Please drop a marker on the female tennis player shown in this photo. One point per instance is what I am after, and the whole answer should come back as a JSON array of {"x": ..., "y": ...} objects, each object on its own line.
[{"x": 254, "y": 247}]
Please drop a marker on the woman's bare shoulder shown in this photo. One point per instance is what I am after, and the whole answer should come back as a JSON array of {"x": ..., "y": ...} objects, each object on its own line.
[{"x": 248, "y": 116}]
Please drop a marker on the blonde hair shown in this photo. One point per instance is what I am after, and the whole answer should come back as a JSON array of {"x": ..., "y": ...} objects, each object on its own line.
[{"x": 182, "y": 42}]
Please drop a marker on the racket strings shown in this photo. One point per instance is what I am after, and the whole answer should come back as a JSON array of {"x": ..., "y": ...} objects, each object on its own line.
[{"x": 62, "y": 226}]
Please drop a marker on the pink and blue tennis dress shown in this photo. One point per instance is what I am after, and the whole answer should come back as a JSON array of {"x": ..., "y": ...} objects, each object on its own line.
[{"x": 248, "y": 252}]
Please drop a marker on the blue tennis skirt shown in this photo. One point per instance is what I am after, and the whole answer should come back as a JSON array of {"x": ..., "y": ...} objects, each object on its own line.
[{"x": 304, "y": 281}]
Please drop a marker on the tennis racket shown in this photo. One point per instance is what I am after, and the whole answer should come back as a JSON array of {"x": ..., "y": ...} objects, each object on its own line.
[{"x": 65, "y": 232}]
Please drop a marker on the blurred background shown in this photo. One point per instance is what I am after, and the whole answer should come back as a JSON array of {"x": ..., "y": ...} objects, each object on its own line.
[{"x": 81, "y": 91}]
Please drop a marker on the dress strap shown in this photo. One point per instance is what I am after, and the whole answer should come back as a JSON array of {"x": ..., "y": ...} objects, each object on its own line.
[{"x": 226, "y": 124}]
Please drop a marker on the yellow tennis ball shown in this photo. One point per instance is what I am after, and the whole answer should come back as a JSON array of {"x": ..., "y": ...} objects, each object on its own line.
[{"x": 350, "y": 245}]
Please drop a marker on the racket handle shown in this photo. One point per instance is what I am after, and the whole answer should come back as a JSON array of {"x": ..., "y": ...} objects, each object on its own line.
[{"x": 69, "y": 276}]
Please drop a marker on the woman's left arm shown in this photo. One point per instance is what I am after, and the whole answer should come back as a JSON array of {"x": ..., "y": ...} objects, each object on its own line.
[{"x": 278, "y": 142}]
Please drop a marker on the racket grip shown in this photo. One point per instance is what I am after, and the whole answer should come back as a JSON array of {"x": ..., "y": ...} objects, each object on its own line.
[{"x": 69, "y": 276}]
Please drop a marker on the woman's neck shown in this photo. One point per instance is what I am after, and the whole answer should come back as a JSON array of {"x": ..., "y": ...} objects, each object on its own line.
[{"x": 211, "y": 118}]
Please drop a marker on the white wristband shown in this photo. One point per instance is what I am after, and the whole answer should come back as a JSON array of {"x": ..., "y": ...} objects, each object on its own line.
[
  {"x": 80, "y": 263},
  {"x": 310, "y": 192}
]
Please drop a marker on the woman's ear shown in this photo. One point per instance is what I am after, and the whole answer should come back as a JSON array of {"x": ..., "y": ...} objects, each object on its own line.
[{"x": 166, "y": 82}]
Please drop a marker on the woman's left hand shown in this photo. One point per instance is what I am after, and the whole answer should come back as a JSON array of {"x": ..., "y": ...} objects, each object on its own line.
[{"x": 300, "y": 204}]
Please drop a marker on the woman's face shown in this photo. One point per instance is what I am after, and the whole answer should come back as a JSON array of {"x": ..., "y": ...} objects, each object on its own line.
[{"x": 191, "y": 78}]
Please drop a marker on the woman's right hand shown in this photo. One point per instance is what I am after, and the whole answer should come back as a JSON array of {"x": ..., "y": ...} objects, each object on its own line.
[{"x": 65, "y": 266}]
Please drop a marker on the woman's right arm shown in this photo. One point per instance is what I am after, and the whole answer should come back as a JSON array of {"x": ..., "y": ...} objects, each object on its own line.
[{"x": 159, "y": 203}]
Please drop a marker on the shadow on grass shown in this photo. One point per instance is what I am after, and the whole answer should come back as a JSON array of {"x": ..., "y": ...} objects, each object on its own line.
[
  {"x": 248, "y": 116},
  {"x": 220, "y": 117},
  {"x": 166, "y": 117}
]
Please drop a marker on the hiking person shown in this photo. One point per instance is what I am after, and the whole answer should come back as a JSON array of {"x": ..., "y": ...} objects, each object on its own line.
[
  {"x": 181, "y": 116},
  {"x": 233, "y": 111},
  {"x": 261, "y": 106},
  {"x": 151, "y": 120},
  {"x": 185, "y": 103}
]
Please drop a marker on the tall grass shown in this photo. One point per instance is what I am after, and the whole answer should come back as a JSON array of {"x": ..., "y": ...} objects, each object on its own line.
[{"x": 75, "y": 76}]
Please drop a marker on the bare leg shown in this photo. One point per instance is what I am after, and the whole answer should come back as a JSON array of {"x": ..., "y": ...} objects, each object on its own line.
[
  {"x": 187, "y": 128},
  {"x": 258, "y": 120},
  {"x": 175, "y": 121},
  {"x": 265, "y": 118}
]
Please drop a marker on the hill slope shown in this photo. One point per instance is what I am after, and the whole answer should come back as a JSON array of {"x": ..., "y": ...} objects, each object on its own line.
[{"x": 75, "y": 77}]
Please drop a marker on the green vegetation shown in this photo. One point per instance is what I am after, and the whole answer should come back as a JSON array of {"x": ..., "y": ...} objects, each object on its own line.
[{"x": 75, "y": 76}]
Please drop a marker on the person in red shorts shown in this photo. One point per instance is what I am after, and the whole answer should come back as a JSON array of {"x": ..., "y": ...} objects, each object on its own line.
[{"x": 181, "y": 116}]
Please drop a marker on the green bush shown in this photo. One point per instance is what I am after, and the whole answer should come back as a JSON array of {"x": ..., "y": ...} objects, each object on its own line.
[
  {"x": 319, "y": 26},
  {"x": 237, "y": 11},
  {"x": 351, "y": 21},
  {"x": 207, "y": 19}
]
----
» **WHAT THIS TASK INVOLVES**
Rewrite every line of the listing above as a numbered list, and leave out any blank lines.

» **WORKED SOLUTION**
1. Please drop a marker on the female tennis player shown in this photo. One point per instance is what I am after, and the whole answer should come back as a JSON array of {"x": ..., "y": ...} objects, each object on its own line.
2. [{"x": 254, "y": 247}]
3. Please drop a marker on the woman's bare shoulder shown in this photo. One point per instance is what I am after, and the whole answer should come back as a JSON array of {"x": ..., "y": ...} objects, each object on its own line.
4. [{"x": 248, "y": 116}]
5. Please drop a marker on the blonde hair shown in this photo. One point per instance is what I am after, and the whole answer should come back as a JSON array of {"x": ..., "y": ...} objects, each object on its own line.
6. [{"x": 182, "y": 42}]
7. Please drop a marker on the racket strings shown in this photo. One point per instance is what I am after, and the whole answer should come back as a JSON array of {"x": ..., "y": ...} objects, each object on its own line.
8. [{"x": 62, "y": 226}]
9. Please drop a marker on the pink and blue tennis dress shown in this photo. One point per instance is what I am after, and the whole answer should come back as a JSON array of {"x": ..., "y": ...} objects, each object on its own line.
10. [{"x": 248, "y": 252}]
11. Please drop a marker on the blue tennis skirt shown in this photo. One point per instance is what I am after, and the whole answer should come back as a JSON array of {"x": ..., "y": ...} objects, each object on its own line.
12. [{"x": 304, "y": 281}]
13. Please drop a marker on the tennis racket shown in this photo. One point per instance is what I am after, and the whole answer should come back as a JSON array of {"x": ..., "y": ...} objects, each object on its own line.
14. [{"x": 65, "y": 232}]
15. Please drop a marker on the blurred background shown in this photo. One point per instance is what I am after, and the whole answer should come back as a JSON array of {"x": ..., "y": ...} objects, each object on its own line.
16. [{"x": 81, "y": 91}]
17. Please drop a marker on the dress strap shown in this photo. One point per instance is what I am after, and the whole answer should come back as a JSON array of {"x": ..., "y": ...} objects, each object on its own line.
18. [{"x": 226, "y": 124}]
19. Please drop a marker on the yellow tennis ball shown in this photo. One point per instance is what I am after, and the whole answer should come back as a JSON array of {"x": ..., "y": ...} objects, each object on its own line.
20. [{"x": 350, "y": 245}]
21. Please drop a marker on the racket handle shown in this photo. One point per instance is what I am after, and the whole answer should come back as a JSON array of {"x": ..., "y": ...} objects, each object on its own line.
22. [{"x": 69, "y": 276}]
23. Please drop a marker on the woman's left arm shown in this photo. One point per instance is what I am after, and the whole answer should come back as a JSON array of {"x": ..., "y": ...} objects, each object on its own line.
24. [{"x": 278, "y": 142}]
25. Please drop a marker on the racket grip shown in this photo. One point per instance is what I am after, and the whole answer should come back as a JSON array of {"x": ..., "y": ...} objects, each object on its own line.
26. [{"x": 69, "y": 276}]
27. Please drop a marker on the woman's neck shown in this photo. One point per instance is what I am after, and the whole answer should come back as a JSON array of {"x": ..., "y": ...} objects, each object on its own line.
28. [{"x": 211, "y": 118}]
29. Please drop a marker on the white wristband shown in this photo. One point per instance is what I am after, and the whole answer should come back as a JSON array of {"x": ..., "y": ...} objects, each object on its own line.
30. [
31.   {"x": 80, "y": 263},
32.   {"x": 310, "y": 192}
33. ]
34. Please drop a marker on the woman's ear shown in this photo. One point per instance is what I am after, and the whole answer should come back as a JSON array of {"x": ..., "y": ...} objects, each object on its own line.
35. [{"x": 166, "y": 82}]
36. Please drop a marker on the woman's left hand shown in this photo. One point per instance is what I am after, and the whole answer should come back as a JSON array of {"x": ..., "y": ...} objects, each object on its own line.
37. [{"x": 300, "y": 204}]
38. Please drop a marker on the woman's face shown in this photo. One point per instance is what I am after, and the whole answer should come back as a JSON array of {"x": ..., "y": ...} objects, each object on its own line.
39. [{"x": 191, "y": 78}]
40. Please drop a marker on the woman's right hand shown in this photo. One point per instance is what I am after, and the whole answer should come back as a JSON array of {"x": ..., "y": ...} objects, each object on its own line.
41. [{"x": 65, "y": 266}]
42. Please drop a marker on the woman's right arm shown in this photo. One point per instance is what I am after, and the whole answer should come back as a JSON array of {"x": ..., "y": ...} objects, each object on its own line.
43. [{"x": 159, "y": 203}]
44. Please drop a marker on the shadow on grass shown in this photo. One point per instance is what I am after, and the whole answer should come back as a JSON array of {"x": ..., "y": ...} objects, each object on its own line.
45. [
46.   {"x": 248, "y": 116},
47.   {"x": 220, "y": 117},
48.   {"x": 166, "y": 117}
49. ]
50. Please drop a marker on the hiking person shown in this photo. One point per instance is what I am after, and the whole answer should come back as a JSON array of {"x": ..., "y": ...} objects, each object on its own line.
51. [
52.   {"x": 181, "y": 116},
53.   {"x": 233, "y": 111},
54.   {"x": 261, "y": 106},
55.   {"x": 151, "y": 120},
56.   {"x": 185, "y": 103}
57. ]
58. Please drop a marker on the tall grass shown in this photo. One point per instance is what I am after, and the whole answer should come back as a JSON array of {"x": ..., "y": ...} objects, each object on its own line.
59. [{"x": 75, "y": 76}]
60. Please drop a marker on the bare leg shown in this photo. One point per instance is what I am after, and the whole answer should come back as a JSON array of {"x": ..., "y": ...} objects, each object on its own line.
61. [
62.   {"x": 187, "y": 128},
63.   {"x": 258, "y": 120},
64.   {"x": 175, "y": 121},
65.   {"x": 265, "y": 118}
66. ]
67. Please drop a marker on the hill slope shown in this photo. One point per instance is what I am after, and the whole answer should come back as a JSON array of {"x": ..., "y": ...} objects, each object on its own line.
68. [{"x": 75, "y": 77}]
69. Please drop a marker on the green vegetation shown in this photo. One point per instance is what I am after, and the whole answer should come back as a JSON array of {"x": ..., "y": ...} objects, each object on its own line.
70. [{"x": 75, "y": 76}]
71. Please drop a marker on the person in red shorts shown in this photo. One point per instance is what I am after, and the whole answer should come back as a JSON array of {"x": ..., "y": ...} objects, each object on its own line.
72. [{"x": 181, "y": 116}]
73. Please drop a marker on the green bush shown in this photo. One point per instance is what I am after, and the whole answer should come back as a JSON array of {"x": ..., "y": ...} objects, each object on its own line.
74. [
75.   {"x": 319, "y": 26},
76.   {"x": 237, "y": 11},
77.   {"x": 351, "y": 21},
78.   {"x": 207, "y": 19}
79. ]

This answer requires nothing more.